## Information shown
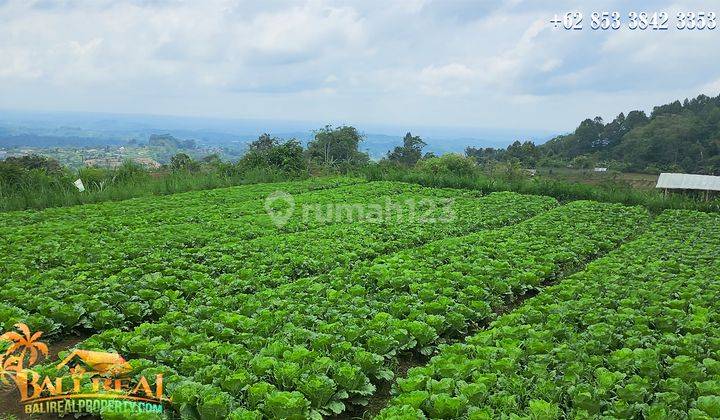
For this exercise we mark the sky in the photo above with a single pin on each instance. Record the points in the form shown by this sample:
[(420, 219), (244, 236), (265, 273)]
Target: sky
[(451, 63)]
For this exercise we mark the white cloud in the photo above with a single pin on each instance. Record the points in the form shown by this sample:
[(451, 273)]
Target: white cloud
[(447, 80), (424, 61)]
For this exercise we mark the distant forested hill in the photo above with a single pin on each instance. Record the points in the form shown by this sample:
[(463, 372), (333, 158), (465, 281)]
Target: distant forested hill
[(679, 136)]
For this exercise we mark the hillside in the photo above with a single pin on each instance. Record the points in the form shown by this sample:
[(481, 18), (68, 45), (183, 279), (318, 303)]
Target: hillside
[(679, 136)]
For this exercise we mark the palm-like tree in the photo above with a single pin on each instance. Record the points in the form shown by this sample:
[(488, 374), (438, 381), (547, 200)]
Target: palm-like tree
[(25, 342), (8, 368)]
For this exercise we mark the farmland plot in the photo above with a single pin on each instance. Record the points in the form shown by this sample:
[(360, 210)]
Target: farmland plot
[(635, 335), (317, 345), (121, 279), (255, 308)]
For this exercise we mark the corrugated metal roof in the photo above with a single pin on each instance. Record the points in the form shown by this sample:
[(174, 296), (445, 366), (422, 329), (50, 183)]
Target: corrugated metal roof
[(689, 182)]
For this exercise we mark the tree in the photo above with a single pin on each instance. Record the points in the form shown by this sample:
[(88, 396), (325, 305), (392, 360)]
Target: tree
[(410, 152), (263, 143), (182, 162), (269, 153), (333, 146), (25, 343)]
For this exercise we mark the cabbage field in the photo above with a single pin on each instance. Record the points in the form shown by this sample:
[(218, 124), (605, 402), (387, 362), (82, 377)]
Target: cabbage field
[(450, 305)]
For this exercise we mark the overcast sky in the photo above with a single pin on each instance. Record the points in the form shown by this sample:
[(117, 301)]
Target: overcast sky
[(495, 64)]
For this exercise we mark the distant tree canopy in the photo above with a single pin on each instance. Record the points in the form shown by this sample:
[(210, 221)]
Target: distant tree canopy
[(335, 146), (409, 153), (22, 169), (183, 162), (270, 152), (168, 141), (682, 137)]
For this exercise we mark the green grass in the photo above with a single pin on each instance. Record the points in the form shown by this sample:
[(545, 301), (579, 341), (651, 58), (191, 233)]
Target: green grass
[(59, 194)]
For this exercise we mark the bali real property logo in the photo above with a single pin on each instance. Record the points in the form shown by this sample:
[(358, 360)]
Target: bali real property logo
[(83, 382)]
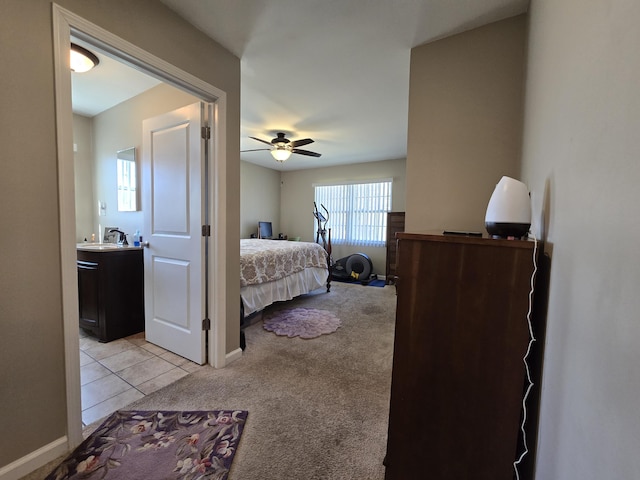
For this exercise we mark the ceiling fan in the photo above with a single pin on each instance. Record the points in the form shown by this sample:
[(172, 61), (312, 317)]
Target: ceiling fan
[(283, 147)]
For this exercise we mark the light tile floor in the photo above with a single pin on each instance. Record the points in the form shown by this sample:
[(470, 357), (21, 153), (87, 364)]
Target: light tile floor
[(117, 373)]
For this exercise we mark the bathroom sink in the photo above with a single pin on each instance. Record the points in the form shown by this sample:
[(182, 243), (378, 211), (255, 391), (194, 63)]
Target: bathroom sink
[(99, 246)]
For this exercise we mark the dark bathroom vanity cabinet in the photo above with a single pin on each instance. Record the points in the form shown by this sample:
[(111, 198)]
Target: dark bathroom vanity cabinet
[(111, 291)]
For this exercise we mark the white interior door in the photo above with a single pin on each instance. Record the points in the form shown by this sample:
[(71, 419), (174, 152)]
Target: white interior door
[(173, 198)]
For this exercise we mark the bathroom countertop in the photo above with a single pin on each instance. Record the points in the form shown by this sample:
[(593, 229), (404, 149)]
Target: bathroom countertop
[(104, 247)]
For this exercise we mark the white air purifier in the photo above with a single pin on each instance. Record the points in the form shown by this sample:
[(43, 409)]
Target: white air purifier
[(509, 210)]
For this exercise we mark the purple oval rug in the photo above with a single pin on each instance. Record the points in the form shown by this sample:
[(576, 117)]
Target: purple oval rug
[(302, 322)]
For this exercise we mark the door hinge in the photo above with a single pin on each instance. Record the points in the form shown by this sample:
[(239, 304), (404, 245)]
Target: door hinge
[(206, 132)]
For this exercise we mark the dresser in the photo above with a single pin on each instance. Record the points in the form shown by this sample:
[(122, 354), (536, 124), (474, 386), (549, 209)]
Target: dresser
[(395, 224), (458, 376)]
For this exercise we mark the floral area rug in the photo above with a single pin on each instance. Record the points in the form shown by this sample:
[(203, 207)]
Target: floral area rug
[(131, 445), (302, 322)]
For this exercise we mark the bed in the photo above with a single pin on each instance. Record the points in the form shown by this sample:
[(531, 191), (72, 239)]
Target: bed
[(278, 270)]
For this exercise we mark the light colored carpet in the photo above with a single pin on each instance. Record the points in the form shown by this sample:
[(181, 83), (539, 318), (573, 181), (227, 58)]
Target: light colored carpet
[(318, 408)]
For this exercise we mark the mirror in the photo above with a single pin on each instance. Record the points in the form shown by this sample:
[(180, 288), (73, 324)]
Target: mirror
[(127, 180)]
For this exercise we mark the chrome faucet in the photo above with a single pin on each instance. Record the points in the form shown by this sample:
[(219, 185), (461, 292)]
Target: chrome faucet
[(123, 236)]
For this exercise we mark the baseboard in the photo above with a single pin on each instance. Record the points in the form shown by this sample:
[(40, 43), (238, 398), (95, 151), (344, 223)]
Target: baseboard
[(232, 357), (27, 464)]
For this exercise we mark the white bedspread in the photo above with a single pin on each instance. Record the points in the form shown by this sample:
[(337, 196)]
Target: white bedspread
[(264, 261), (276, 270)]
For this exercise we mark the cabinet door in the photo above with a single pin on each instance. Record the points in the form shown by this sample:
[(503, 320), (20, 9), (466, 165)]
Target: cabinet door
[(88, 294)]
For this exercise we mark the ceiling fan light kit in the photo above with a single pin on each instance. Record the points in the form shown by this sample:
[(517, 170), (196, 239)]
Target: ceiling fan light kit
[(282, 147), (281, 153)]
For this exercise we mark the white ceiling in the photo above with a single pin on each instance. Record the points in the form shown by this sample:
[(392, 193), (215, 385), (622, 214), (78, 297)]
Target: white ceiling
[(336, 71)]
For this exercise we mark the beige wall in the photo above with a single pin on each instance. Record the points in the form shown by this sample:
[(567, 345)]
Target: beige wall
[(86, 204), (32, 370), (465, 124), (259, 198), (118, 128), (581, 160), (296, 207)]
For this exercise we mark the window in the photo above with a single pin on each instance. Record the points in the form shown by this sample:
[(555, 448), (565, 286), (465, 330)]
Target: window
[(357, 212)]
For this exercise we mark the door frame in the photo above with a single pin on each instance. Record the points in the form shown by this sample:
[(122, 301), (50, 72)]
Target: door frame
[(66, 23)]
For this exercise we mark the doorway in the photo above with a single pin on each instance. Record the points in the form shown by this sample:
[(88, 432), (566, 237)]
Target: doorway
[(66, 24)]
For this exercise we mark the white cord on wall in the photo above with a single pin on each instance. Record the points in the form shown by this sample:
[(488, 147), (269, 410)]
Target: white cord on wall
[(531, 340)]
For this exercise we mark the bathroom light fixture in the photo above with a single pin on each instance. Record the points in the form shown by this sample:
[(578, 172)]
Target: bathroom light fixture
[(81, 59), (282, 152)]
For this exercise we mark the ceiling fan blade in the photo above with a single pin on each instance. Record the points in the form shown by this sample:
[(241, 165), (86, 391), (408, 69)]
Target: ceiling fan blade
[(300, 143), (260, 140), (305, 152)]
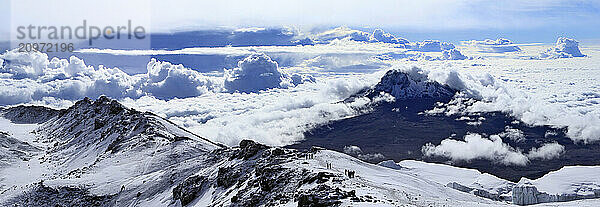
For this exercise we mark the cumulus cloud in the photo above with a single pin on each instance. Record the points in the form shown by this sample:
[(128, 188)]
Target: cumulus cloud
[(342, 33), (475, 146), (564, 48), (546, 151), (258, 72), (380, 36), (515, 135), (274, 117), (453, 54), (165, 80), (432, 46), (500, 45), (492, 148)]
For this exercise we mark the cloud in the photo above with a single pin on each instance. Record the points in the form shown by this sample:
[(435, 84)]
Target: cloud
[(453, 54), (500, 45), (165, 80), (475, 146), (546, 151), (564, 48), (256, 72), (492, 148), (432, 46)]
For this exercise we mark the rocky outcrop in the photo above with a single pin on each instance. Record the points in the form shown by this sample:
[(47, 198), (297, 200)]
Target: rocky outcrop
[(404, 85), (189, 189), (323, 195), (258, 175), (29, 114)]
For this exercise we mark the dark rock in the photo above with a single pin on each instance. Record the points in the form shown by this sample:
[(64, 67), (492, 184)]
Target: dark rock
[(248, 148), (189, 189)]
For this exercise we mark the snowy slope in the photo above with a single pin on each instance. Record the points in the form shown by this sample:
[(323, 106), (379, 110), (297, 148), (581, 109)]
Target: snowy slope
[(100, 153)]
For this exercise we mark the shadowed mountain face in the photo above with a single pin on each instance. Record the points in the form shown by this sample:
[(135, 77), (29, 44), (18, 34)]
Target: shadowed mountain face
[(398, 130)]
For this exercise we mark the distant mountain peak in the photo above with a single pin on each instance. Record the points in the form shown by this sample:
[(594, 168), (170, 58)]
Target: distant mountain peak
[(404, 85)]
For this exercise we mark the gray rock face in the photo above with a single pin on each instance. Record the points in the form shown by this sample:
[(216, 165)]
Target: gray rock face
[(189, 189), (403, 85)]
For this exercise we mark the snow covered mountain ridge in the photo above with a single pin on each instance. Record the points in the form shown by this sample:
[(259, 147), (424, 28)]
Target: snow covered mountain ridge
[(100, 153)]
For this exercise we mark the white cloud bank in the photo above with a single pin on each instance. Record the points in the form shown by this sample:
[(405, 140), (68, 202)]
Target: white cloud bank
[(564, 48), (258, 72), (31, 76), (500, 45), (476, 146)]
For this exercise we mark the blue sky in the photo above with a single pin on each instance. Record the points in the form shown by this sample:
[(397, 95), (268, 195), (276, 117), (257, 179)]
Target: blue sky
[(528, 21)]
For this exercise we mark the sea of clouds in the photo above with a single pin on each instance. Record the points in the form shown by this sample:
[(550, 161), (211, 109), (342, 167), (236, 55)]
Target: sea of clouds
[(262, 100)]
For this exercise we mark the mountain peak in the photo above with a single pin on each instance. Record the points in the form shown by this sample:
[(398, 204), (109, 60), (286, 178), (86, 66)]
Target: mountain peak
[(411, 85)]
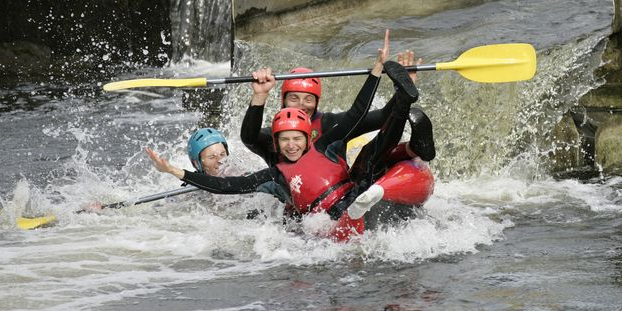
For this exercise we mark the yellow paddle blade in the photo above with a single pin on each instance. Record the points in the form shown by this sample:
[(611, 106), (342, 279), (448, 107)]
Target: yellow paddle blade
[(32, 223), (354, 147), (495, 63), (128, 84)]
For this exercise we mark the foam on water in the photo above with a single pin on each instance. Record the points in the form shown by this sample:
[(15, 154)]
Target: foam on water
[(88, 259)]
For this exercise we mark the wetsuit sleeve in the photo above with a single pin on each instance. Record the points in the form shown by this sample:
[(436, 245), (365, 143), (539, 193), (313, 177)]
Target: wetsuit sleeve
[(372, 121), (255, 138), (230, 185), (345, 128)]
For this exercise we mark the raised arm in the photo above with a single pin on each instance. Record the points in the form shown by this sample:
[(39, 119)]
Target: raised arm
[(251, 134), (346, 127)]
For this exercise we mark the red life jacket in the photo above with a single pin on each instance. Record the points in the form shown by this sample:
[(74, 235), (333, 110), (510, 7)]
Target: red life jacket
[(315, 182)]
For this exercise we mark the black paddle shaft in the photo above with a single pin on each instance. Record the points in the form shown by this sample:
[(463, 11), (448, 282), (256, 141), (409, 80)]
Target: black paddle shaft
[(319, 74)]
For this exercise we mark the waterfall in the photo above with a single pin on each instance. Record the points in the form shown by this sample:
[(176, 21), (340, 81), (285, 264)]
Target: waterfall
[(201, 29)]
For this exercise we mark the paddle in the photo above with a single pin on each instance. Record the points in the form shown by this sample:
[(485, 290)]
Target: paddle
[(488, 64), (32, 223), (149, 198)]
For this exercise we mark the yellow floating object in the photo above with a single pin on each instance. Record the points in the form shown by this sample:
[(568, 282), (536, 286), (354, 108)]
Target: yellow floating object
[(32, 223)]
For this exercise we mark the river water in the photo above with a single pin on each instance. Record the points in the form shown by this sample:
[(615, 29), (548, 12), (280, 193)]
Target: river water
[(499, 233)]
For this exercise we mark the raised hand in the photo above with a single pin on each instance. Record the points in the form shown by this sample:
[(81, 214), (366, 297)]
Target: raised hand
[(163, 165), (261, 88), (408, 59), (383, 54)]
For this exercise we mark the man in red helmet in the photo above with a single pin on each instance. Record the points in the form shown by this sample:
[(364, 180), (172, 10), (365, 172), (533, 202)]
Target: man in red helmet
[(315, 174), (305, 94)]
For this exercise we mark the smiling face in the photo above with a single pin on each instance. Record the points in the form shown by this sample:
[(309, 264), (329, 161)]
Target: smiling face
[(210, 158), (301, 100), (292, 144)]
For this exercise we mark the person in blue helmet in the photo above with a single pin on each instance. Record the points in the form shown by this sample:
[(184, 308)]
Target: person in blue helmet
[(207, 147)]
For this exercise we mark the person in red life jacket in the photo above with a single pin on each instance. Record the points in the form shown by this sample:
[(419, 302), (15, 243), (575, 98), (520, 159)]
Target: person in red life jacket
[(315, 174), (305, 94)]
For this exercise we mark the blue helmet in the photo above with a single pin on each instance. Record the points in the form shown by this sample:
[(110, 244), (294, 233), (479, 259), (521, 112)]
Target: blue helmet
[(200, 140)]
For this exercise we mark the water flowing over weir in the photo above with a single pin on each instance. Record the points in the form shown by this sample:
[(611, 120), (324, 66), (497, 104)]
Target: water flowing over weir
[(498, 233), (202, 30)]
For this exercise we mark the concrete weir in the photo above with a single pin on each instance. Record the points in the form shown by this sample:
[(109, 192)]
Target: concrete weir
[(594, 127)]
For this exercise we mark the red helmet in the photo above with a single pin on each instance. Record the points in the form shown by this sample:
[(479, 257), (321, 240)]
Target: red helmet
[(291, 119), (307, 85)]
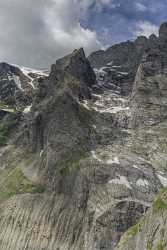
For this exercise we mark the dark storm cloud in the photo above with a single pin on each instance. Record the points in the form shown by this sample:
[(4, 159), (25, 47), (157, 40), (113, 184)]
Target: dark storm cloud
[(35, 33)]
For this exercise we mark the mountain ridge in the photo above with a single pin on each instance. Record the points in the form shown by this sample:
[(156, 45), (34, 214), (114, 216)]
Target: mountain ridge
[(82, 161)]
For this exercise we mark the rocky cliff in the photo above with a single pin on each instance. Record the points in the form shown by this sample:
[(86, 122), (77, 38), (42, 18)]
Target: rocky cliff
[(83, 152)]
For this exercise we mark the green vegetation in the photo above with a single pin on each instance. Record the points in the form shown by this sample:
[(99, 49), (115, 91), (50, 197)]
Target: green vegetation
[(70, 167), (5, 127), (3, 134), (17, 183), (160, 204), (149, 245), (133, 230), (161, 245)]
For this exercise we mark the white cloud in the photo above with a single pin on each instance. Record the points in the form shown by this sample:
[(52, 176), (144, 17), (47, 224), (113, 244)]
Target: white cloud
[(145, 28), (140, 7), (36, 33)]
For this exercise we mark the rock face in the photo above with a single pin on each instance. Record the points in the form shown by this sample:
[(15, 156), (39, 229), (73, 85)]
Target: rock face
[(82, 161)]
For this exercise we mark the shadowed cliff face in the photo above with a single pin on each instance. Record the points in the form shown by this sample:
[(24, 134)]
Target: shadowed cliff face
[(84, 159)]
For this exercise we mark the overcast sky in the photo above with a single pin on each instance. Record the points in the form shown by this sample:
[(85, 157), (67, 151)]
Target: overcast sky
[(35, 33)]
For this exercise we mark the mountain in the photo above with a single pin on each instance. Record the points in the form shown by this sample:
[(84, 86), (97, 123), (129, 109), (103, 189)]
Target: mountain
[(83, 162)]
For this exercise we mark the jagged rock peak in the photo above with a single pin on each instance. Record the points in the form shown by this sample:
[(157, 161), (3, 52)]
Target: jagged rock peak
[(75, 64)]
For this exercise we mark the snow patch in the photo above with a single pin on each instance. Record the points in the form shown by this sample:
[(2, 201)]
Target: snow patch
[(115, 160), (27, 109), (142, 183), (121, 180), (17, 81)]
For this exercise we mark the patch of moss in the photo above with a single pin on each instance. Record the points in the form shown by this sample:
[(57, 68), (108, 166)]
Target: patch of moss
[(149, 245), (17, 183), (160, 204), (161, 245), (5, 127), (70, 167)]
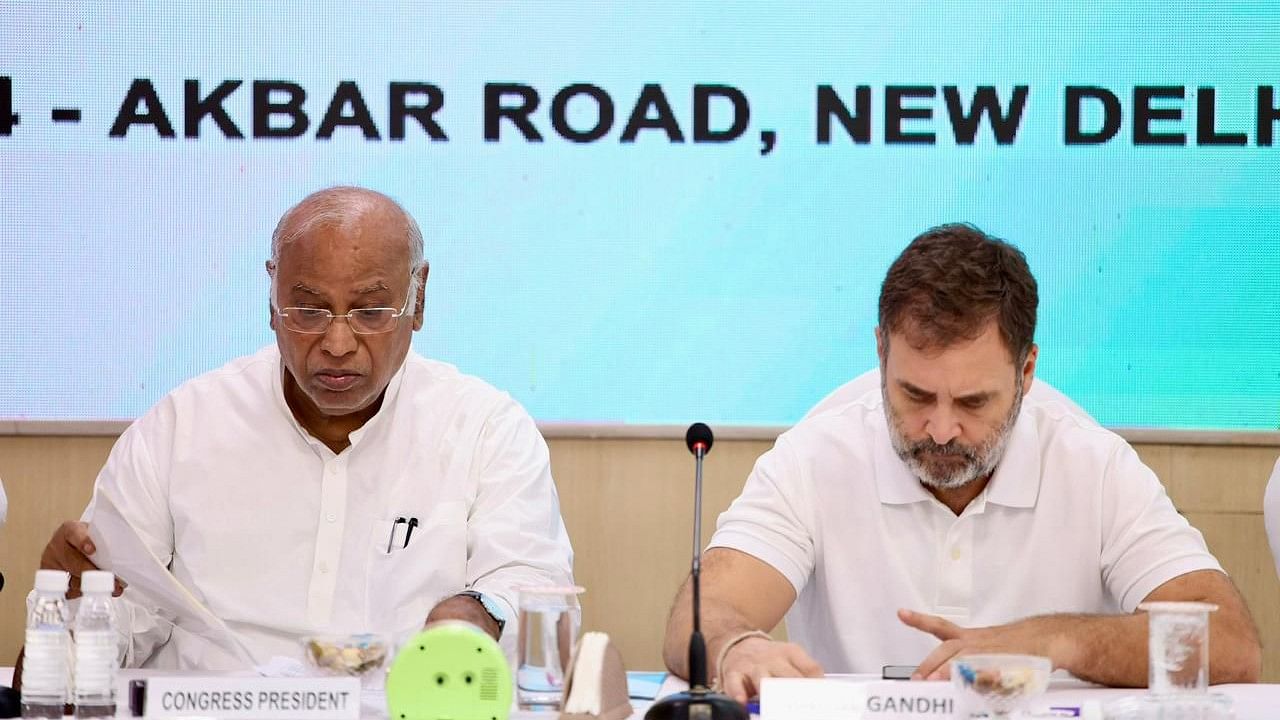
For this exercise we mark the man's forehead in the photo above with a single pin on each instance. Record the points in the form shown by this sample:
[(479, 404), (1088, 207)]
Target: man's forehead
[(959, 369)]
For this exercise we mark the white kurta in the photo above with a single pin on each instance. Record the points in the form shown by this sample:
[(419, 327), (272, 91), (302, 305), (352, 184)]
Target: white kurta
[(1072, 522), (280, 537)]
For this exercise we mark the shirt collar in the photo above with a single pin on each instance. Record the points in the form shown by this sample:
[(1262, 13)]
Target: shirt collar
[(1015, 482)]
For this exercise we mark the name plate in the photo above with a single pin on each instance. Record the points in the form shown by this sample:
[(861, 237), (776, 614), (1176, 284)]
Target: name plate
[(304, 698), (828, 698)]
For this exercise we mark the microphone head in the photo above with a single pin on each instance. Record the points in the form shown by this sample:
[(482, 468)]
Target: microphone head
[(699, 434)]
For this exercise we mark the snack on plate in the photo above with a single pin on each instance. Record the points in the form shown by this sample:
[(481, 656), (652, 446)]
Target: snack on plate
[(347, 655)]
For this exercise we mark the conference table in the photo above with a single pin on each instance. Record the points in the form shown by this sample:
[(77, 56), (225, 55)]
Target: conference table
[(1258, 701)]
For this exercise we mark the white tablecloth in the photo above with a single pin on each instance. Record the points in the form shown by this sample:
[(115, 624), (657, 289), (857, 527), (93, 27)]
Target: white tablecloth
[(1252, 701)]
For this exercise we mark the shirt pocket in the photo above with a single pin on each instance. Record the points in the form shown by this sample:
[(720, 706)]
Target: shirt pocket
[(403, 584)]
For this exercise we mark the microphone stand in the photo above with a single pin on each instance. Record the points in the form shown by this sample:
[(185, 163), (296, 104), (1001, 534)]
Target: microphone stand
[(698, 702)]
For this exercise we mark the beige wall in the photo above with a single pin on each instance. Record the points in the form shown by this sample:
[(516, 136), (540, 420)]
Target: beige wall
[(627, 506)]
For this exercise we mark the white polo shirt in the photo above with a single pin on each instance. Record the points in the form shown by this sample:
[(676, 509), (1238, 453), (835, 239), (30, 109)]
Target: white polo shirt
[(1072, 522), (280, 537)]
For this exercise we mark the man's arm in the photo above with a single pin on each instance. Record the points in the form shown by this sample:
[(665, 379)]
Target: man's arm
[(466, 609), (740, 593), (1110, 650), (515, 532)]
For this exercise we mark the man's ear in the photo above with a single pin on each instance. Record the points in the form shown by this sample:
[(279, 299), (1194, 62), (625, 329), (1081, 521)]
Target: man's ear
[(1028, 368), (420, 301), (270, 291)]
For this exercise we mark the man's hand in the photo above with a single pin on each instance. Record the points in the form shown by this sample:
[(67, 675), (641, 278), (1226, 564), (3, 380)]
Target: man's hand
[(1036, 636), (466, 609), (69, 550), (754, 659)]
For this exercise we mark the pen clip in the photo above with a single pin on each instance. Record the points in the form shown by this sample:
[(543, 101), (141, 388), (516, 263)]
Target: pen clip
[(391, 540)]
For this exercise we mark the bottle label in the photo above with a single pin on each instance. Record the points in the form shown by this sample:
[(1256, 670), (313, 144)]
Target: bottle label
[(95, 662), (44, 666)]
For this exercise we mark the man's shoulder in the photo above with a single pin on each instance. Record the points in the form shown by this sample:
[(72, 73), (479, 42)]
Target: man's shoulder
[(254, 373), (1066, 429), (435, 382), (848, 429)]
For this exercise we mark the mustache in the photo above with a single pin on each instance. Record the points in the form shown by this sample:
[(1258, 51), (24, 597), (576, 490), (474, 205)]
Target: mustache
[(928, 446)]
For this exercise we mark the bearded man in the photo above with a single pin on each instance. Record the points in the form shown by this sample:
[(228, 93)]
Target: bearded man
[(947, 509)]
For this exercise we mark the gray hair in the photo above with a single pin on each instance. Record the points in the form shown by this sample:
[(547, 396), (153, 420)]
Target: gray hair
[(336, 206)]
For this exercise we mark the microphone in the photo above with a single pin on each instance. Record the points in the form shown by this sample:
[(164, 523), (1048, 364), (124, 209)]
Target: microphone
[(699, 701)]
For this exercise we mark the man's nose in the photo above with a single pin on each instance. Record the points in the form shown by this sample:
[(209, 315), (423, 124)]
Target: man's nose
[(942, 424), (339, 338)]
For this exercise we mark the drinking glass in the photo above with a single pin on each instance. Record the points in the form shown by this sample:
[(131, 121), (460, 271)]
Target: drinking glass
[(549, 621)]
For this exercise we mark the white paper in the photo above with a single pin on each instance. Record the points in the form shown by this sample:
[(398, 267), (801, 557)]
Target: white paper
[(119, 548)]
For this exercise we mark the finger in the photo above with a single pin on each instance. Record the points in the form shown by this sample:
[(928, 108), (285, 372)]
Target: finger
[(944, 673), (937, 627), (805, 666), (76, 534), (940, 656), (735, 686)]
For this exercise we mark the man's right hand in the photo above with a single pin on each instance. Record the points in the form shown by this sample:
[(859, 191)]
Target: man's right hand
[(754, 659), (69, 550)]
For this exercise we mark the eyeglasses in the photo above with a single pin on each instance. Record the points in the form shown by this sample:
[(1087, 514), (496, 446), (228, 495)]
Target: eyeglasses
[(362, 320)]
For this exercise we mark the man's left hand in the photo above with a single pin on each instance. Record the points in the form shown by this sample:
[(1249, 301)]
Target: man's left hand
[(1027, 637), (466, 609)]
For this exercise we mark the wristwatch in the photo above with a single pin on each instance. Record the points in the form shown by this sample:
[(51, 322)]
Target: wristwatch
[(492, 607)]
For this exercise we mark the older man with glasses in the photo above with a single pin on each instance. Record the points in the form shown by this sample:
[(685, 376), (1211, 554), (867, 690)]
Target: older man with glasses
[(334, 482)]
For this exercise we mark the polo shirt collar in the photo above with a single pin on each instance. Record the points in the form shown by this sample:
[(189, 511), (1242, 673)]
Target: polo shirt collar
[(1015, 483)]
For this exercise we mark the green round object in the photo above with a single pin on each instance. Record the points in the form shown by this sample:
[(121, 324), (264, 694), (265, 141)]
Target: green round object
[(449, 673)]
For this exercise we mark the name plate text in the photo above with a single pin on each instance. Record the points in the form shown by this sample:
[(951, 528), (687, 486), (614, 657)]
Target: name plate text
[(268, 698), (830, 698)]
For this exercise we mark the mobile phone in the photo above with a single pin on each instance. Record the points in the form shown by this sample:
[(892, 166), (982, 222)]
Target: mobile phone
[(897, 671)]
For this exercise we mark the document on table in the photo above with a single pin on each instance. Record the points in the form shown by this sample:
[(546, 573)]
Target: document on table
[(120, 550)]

## Exercise brief
Please repeat the records from the line with "For this exercise we mark the shirt pocket" up to and including the line with "[(1036, 636), (466, 609), (69, 550), (754, 659)]", swapping "pin" for "dot" and leaving everything else unchanged. Give only those lines.

## Task response
For this exercise we mark the shirt pocket in the photo above with a single dot on each instance. Record the points in the form shown by this sample:
[(720, 706)]
Target: shirt pocket
[(403, 584)]
For this exercise we mark the microphone stand in the photo above with a single dot on each instance. Record the points in the form shown by this sample:
[(185, 163), (296, 104), (1001, 534)]
Target: microphone stand
[(698, 702)]
For this exercise we mark the beige wall in the photo above with a single dot on each instance. Record the points in the form shown by this sample:
[(516, 136), (540, 420)]
Target: beige wall
[(627, 506)]
For this exercise we mark the white polo shirt in the photo above with a single dot on each instance. Record the points in the form shown by this sample:
[(676, 509), (1238, 453), (835, 239), (30, 109)]
Target: white polo shirt
[(1072, 522), (280, 537)]
For this exercise we mark the man's arm in the photo above with a single dot on each instance. Record the points in the form shown by this sample:
[(665, 379)]
Target: man's arm
[(466, 609), (740, 593), (1110, 650), (515, 532)]
For this exercise we mark the man's ear in the photo above with a single dot on each instance. Record the points in the form shown by this sample:
[(279, 299), (1194, 62), (625, 329), (1081, 521)]
Target: man's ear
[(1028, 368), (420, 301), (270, 291)]
For this exercise we mark the man's hand in the photo above with a single dot on each instance. Record the points in the form shown by this sample:
[(67, 675), (641, 278), (1226, 564), (3, 380)]
Target: man's hand
[(1036, 636), (466, 609), (69, 550), (754, 659)]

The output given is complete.